Start Quoted passage
For those of us raised on a steady diet of Mr. Rogers, we were immersed in a fantasyland where everyone knew and liked everyone else, respected their differences, shared what they had, and generally, lived in tranquility. Today, things are different. For one thing, people are more self-sufficient. We live in a time when ‘cocooning’, or staying home, curling up on the couch and watching Netflix is a popular activity, or should we say, inactivity. It borders on becoming a national obsession. Here’s a brief overview of why this came about, why we became distanced from our neighbors, and what to do if you become concerned about what could be going on right next door.
Directing our thoughts and interests to our own lives, is a relatively new trend. However, a couple generations back we had to depend on our neighbors for assistance. Neighbors and neighborhoods were built by folks from a similar background, immigrants who banded together to come to the New World and pursue the American Dream. Our children played together, grew up together, sometimes married each other, and families congregated together, if not in the same building, then often on the same street. In short, everyone knew everyone else and many were actually related to everyone else!
End Quoted passage
◆ Required work:
(1) Duplicate the part of the passage about neighbors that opens with the words containing "Directing our thoughts" and closes with "to everyone else!".
(2) According to the passage about neighbors, what did everyone do in the fantasyland of Mr. Rogers? List each thing.
(3) Resume the passage about neighbors and neighborhoods from where it stops.
Start Material provided
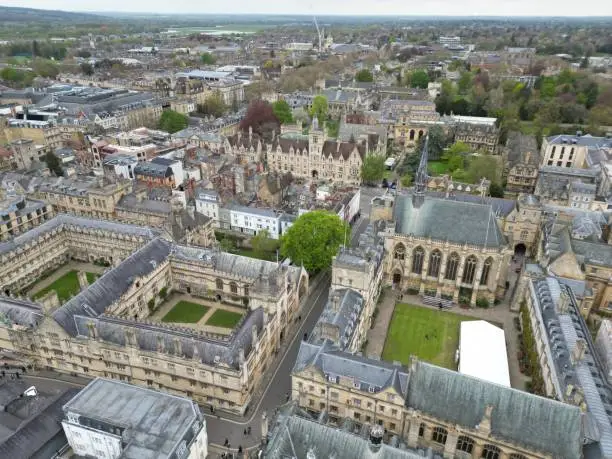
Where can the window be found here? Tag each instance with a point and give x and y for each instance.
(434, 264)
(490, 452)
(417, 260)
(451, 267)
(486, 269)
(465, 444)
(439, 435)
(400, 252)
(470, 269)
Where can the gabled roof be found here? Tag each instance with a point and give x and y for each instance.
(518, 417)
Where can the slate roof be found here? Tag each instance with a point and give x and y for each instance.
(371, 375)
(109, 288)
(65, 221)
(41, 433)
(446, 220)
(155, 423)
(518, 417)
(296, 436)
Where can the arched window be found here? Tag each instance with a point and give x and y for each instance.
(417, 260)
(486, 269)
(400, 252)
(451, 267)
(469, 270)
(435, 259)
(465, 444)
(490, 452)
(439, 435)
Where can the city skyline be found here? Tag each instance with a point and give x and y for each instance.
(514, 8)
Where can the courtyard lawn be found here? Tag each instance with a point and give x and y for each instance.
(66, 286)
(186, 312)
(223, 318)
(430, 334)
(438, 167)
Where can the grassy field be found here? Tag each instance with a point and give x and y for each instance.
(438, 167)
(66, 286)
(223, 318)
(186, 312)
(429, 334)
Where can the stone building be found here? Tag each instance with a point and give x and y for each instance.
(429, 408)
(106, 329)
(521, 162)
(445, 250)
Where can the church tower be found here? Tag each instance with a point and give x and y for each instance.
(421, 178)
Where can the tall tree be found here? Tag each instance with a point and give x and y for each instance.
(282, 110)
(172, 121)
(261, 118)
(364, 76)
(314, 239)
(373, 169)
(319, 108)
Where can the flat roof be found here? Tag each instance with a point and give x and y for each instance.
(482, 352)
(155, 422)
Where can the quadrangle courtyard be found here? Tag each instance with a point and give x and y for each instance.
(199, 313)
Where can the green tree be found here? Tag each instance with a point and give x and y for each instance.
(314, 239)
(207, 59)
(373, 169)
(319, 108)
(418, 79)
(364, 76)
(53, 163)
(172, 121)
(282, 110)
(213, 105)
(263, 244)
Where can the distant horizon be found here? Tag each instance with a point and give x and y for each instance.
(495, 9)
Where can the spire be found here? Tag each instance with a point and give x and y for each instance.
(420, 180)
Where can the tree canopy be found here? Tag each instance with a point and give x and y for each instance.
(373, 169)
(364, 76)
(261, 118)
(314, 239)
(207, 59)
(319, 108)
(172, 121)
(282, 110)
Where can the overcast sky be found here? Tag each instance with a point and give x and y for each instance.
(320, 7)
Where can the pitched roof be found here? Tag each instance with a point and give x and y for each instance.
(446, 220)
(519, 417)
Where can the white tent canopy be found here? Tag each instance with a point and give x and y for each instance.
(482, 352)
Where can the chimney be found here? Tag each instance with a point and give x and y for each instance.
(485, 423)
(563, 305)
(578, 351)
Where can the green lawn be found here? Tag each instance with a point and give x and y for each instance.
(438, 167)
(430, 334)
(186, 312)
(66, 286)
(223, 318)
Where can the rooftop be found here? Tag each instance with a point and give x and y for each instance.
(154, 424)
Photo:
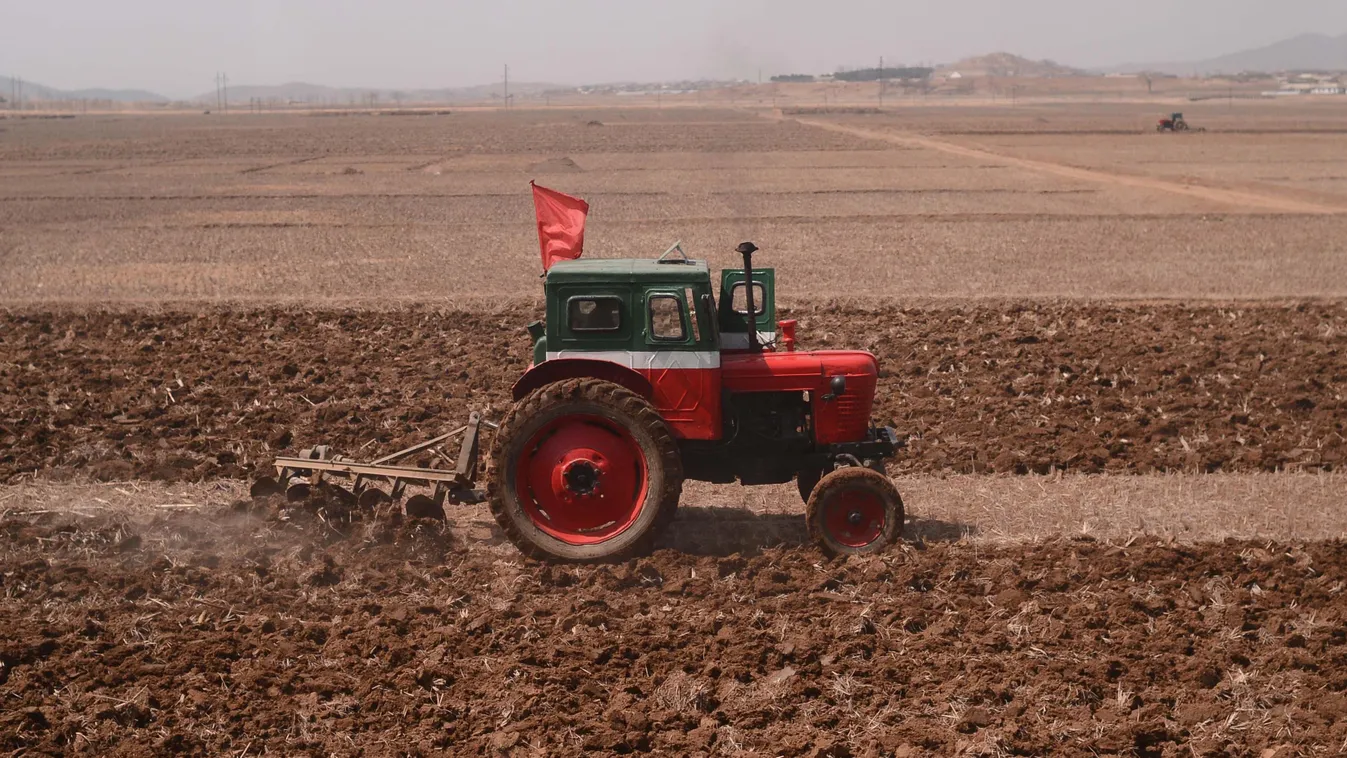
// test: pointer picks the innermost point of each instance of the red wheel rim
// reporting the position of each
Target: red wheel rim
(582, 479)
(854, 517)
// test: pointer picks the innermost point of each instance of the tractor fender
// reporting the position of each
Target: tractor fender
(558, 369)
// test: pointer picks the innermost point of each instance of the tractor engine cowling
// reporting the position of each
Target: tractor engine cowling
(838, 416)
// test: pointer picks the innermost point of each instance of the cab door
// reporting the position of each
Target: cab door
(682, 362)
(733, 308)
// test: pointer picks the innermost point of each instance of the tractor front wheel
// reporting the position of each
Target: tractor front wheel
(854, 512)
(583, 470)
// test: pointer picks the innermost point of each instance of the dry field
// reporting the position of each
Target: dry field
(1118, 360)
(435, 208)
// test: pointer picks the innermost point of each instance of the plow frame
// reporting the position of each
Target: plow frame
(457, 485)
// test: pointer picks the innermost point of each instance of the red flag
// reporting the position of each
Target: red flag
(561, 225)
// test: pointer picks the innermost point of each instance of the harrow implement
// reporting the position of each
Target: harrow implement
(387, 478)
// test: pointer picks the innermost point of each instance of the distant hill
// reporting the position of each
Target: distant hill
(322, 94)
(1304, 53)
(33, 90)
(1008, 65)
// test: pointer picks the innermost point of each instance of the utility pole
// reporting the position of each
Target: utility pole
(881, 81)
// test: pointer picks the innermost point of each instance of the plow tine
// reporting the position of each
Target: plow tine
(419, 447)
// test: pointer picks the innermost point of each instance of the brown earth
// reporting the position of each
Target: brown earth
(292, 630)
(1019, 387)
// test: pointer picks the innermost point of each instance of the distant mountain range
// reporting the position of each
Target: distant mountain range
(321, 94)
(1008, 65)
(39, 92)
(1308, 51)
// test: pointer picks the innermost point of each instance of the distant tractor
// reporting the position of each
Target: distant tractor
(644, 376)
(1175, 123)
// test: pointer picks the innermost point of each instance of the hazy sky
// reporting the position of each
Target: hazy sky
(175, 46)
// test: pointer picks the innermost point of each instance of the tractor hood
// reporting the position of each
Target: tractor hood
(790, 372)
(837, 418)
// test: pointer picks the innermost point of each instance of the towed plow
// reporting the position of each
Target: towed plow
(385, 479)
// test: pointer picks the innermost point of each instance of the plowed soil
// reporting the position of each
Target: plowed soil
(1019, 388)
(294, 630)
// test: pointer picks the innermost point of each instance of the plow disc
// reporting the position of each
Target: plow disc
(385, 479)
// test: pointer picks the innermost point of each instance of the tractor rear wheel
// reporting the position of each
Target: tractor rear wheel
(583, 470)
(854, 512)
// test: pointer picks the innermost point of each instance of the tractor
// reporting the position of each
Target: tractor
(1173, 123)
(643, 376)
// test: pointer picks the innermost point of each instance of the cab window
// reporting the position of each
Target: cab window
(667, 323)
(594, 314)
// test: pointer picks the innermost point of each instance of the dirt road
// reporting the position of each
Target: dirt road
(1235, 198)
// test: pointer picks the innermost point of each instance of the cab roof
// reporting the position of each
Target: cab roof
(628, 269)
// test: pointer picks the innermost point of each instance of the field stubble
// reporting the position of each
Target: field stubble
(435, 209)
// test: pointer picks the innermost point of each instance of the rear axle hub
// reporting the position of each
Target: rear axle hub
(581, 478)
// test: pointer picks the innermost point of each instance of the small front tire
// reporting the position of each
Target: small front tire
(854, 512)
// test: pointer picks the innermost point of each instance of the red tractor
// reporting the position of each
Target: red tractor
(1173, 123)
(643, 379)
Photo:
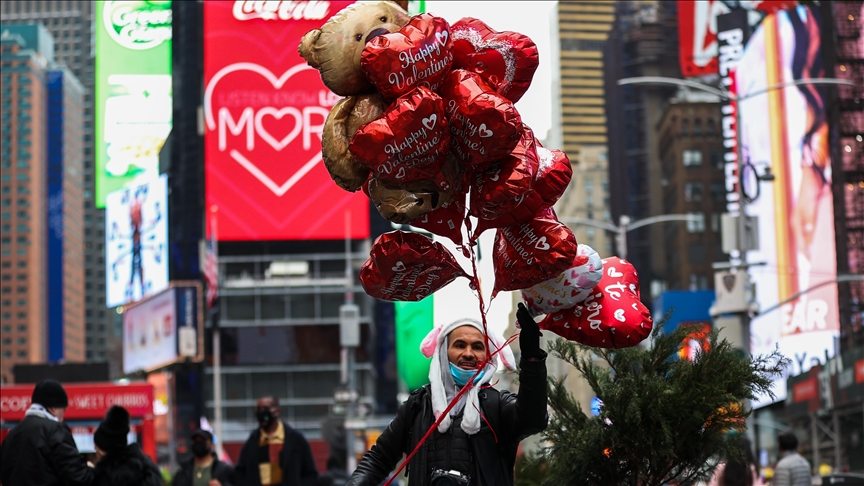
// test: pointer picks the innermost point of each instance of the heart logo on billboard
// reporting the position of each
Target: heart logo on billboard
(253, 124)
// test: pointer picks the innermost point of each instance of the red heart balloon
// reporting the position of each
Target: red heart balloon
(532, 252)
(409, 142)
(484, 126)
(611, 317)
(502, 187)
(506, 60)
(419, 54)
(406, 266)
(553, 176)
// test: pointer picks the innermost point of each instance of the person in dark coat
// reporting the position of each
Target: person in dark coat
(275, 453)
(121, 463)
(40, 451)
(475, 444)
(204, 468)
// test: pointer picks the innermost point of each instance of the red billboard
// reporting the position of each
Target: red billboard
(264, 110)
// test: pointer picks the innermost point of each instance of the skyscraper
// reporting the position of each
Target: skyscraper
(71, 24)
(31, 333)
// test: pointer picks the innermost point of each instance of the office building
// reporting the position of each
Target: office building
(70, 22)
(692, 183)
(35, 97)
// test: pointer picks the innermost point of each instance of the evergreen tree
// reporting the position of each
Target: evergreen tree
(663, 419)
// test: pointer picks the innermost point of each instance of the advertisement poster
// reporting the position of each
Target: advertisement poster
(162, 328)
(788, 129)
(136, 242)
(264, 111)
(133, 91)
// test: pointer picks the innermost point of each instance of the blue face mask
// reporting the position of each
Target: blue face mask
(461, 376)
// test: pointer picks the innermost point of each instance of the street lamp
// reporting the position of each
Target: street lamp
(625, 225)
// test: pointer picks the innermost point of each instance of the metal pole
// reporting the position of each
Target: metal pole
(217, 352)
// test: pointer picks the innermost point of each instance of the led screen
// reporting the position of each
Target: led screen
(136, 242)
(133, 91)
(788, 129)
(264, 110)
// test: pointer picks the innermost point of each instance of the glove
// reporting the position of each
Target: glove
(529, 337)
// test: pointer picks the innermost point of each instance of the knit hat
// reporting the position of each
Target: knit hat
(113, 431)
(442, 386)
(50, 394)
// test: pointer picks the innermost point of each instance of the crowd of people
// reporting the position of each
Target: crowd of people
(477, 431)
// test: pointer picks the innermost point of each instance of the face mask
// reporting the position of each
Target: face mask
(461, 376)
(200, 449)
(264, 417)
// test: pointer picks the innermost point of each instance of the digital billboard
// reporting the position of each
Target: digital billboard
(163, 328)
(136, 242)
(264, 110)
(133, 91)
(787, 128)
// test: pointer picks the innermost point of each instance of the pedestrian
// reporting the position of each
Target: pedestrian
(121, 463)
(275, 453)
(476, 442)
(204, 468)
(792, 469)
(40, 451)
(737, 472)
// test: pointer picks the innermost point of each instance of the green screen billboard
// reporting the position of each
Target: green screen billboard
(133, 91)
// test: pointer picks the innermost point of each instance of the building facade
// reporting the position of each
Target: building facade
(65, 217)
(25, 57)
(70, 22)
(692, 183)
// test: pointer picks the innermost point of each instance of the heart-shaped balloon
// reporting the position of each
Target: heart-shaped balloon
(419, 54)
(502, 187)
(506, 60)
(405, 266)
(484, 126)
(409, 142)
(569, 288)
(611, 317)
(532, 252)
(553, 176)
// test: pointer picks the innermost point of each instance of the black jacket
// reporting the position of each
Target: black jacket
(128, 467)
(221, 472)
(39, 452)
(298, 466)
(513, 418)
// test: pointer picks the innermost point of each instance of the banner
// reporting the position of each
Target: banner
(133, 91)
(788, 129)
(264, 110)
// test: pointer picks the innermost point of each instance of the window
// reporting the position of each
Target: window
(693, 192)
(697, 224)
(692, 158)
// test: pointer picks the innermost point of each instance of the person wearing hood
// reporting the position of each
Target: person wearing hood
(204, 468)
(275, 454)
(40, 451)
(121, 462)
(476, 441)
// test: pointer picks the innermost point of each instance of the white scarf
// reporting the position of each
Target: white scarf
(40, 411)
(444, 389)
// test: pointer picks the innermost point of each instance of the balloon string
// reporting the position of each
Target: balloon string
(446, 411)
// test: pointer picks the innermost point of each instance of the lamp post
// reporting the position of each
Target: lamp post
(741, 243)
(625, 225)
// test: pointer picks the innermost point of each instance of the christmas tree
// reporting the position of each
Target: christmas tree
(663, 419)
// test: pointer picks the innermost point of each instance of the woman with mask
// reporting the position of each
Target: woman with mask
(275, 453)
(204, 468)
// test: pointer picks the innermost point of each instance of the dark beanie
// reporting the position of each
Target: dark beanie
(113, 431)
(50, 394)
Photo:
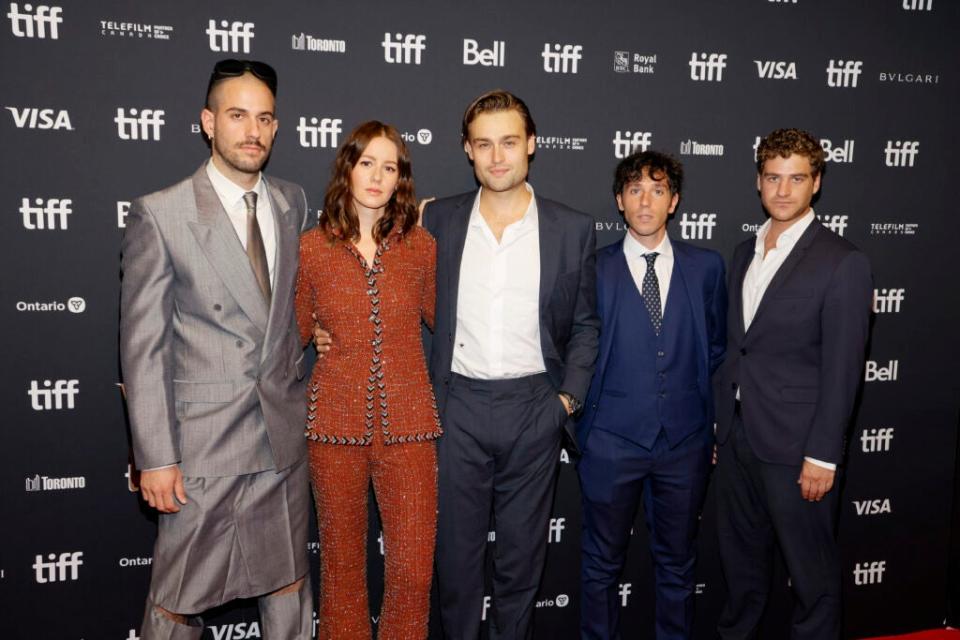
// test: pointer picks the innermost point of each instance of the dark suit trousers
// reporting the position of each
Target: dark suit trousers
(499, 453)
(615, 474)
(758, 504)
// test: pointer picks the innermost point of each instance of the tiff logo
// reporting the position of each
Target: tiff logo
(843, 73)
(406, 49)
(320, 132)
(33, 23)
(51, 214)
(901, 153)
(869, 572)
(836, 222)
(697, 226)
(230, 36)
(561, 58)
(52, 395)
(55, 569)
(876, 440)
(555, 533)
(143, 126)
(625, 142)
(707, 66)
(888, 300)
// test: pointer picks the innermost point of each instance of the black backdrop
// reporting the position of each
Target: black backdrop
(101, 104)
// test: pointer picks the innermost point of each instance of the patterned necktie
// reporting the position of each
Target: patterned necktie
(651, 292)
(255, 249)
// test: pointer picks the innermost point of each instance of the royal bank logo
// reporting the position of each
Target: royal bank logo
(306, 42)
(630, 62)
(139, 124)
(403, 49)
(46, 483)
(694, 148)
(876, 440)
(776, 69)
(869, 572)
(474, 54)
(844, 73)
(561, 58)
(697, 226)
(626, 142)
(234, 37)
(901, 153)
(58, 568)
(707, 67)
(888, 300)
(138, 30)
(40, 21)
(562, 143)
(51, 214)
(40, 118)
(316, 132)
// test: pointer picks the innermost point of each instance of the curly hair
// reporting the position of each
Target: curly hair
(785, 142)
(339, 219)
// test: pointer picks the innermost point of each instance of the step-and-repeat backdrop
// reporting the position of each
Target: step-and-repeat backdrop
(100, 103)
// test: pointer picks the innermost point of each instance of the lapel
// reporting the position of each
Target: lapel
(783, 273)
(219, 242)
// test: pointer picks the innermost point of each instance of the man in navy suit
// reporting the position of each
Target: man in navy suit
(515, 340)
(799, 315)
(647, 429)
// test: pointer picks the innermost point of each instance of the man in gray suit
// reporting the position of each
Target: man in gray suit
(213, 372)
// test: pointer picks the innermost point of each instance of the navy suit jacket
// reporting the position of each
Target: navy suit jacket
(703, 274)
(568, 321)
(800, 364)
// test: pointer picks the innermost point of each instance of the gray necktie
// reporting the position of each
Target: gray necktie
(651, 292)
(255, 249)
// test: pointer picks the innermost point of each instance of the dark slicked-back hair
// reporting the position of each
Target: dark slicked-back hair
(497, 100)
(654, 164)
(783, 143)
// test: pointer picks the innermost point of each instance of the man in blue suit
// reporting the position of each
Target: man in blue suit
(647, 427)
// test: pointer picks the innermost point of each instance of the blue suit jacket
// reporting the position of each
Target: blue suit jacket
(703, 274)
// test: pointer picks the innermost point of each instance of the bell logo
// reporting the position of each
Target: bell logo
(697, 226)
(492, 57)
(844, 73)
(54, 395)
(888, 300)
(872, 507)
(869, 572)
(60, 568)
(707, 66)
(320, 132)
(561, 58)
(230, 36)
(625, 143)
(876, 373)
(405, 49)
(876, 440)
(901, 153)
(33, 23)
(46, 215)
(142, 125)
End Material provided
◆ Outputs:
(1)
Directing our thoughts and interests to our own lives, is a relatively new trend. However, a couple generations back we had to depend on our neighbors for assistance. Neighbors and neighborhoods were built by folks from a similar background, immigrants who banded together to come to the New World and pursue the American Dream. Our children played together, grew up together, sometimes married each other, and families congregated together, if not in the same building, then often on the same street. In short, everyone knew everyone else and many were actually related to everyone else!

(2)
- Knew and liked everyone else
- Respected their differences
- Shared what they had
- Lived in tranquility

(3)
Time and circumstances have changed. One hundred years ago folks pretty much lived their entire lives in one place. Today the average person lives at five different addresses in their lifetime, and for many of us, leaving home after high school or college is a rite of passage. Air travel and employment can take the adventurous to foreign locales. Even for those of us who live in the same house for decades, we cannot name more than four or five families on our block, if that. With this new paradigm of seclusion and privacy comes the jarring possibility that we do not know our neighbors. This can prove detrimental, as you’ll soon see.
See Something? What to Do Before You Say Something
How many of us have turned on the news and seen stories about criminal activities in a residential neighborhood? Usually these broadcasts include interviews with neighbors who profess to have no knowledge of the sinister activities going on virtually under their noses. In fact, most declare that the neighbors in question kept to themselves, or were very polite, or betrayed none of what anyone would expect someone capable of a capital offense to resemble. Still others observed and wondered about the goings on next door, but were afraid to come forward and contact the authorities because they feared reprisal. If you are remotely curious about your neighbors, or want to know if there is something they might be hiding, first try Googling their name. If nothing of interest comes up, dig deeper. Visit kiwisearches.com. This site provides more in-depth information about an individual including previous addresses, family members, their phone number, possible criminal history, information about their finances, the properties they own, and more.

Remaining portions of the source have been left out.